(SUPPLIED RECORDS)
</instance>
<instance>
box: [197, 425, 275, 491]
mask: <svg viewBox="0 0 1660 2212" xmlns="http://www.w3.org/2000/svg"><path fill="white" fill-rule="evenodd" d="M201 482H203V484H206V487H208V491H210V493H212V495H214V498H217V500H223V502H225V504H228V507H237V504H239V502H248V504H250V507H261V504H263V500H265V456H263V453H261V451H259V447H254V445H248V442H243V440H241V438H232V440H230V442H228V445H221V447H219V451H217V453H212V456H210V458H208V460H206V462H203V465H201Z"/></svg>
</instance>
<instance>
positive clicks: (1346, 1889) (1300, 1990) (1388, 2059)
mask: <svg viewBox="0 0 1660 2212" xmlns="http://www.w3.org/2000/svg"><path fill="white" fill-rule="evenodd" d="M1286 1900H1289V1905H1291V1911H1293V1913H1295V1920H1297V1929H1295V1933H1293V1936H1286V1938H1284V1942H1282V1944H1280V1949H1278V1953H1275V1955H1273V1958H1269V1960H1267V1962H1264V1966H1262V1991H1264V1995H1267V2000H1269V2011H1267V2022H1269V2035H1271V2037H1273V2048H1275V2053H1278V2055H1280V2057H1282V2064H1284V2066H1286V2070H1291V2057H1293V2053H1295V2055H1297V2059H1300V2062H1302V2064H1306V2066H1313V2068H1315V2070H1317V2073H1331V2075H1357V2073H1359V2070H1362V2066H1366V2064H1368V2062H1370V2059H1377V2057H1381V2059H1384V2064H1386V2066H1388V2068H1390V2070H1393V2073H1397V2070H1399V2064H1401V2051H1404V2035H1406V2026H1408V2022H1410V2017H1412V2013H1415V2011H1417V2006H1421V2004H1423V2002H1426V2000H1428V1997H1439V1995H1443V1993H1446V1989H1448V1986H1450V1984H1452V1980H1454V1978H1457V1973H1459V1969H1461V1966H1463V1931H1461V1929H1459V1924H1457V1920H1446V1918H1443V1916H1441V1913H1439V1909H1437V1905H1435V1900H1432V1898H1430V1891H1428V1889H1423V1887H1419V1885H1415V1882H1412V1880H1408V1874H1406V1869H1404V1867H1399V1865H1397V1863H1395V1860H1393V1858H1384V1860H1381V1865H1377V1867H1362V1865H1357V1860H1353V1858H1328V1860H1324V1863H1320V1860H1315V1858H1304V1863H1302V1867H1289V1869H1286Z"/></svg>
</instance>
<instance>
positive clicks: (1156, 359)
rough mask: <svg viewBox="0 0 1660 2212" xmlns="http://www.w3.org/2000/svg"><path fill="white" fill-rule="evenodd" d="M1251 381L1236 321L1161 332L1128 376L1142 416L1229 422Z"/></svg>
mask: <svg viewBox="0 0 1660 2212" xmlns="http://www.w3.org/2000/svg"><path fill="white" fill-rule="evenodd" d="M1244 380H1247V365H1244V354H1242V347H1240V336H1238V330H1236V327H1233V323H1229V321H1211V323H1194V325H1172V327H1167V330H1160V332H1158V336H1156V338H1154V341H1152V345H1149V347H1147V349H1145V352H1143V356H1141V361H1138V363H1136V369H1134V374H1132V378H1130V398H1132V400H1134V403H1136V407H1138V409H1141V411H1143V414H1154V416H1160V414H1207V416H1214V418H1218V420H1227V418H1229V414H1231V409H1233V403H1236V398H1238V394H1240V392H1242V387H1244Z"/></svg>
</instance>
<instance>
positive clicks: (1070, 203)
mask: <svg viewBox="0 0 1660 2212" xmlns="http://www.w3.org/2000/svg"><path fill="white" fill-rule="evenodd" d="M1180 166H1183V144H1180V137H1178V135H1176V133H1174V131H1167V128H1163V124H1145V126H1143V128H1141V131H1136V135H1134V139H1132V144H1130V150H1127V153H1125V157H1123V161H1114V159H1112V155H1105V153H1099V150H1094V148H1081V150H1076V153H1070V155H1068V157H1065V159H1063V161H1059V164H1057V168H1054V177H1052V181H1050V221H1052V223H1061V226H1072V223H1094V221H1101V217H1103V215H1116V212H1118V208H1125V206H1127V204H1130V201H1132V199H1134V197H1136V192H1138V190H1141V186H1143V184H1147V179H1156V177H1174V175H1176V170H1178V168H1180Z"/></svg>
(End SUPPLIED RECORDS)
▶ **ASSIGNED TASK**
Output must consist only of the listing's lines from the first through the line with "positive clicks: (1156, 359)", reproduced word for word.

▶ **COMPLETED EXERCISE**
</instance>
<instance>
box: [197, 425, 275, 491]
mask: <svg viewBox="0 0 1660 2212" xmlns="http://www.w3.org/2000/svg"><path fill="white" fill-rule="evenodd" d="M201 482H203V484H206V487H208V491H210V493H212V495H214V498H217V500H223V502H225V504H228V507H237V504H239V502H248V504H250V507H261V504H263V500H265V456H263V453H261V451H259V447H254V445H248V442H243V440H241V438H232V440H230V442H228V445H221V447H219V451H217V453H212V456H210V458H208V460H206V462H203V465H201Z"/></svg>
</instance>
<instance>
positive clicks: (1346, 1889) (1300, 1990) (1388, 2059)
mask: <svg viewBox="0 0 1660 2212" xmlns="http://www.w3.org/2000/svg"><path fill="white" fill-rule="evenodd" d="M1286 1900H1289V1905H1291V1911H1293V1913H1295V1920H1297V1929H1295V1933H1293V1936H1286V1938H1284V1942H1282V1944H1280V1949H1278V1953H1275V1955H1273V1958H1269V1960H1267V1962H1264V1966H1262V1991H1264V1995H1267V2000H1269V2011H1267V2022H1269V2035H1271V2037H1273V2048H1275V2053H1278V2055H1280V2057H1282V2064H1284V2066H1286V2070H1291V2057H1293V2053H1295V2055H1297V2059H1300V2062H1302V2064H1306V2066H1313V2068H1315V2070H1317V2073H1331V2075H1357V2073H1359V2070H1362V2066H1366V2064H1368V2062H1370V2059H1377V2057H1381V2059H1384V2064H1386V2066H1388V2068H1390V2070H1393V2073H1397V2070H1399V2064H1401V2051H1404V2035H1406V2026H1408V2022H1410V2017H1412V2013H1415V2011H1417V2006H1421V2004H1423V2002H1426V2000H1428V1997H1439V1995H1443V1993H1446V1989H1448V1986H1450V1984H1452V1980H1454V1978H1457V1973H1459V1969H1461V1966H1463V1931H1461V1929H1459V1924H1457V1920H1446V1918H1443V1916H1441V1913H1439V1909H1437V1905H1435V1900H1432V1898H1430V1891H1428V1889H1423V1887H1419V1885H1415V1882H1412V1880H1408V1874H1406V1869H1404V1867H1399V1865H1397V1863H1395V1860H1393V1858H1384V1860H1381V1865H1377V1867H1362V1865H1357V1860H1353V1858H1328V1860H1324V1863H1320V1860H1315V1858H1304V1863H1302V1867H1289V1869H1286Z"/></svg>
</instance>
<instance>
positive clicks: (1156, 359)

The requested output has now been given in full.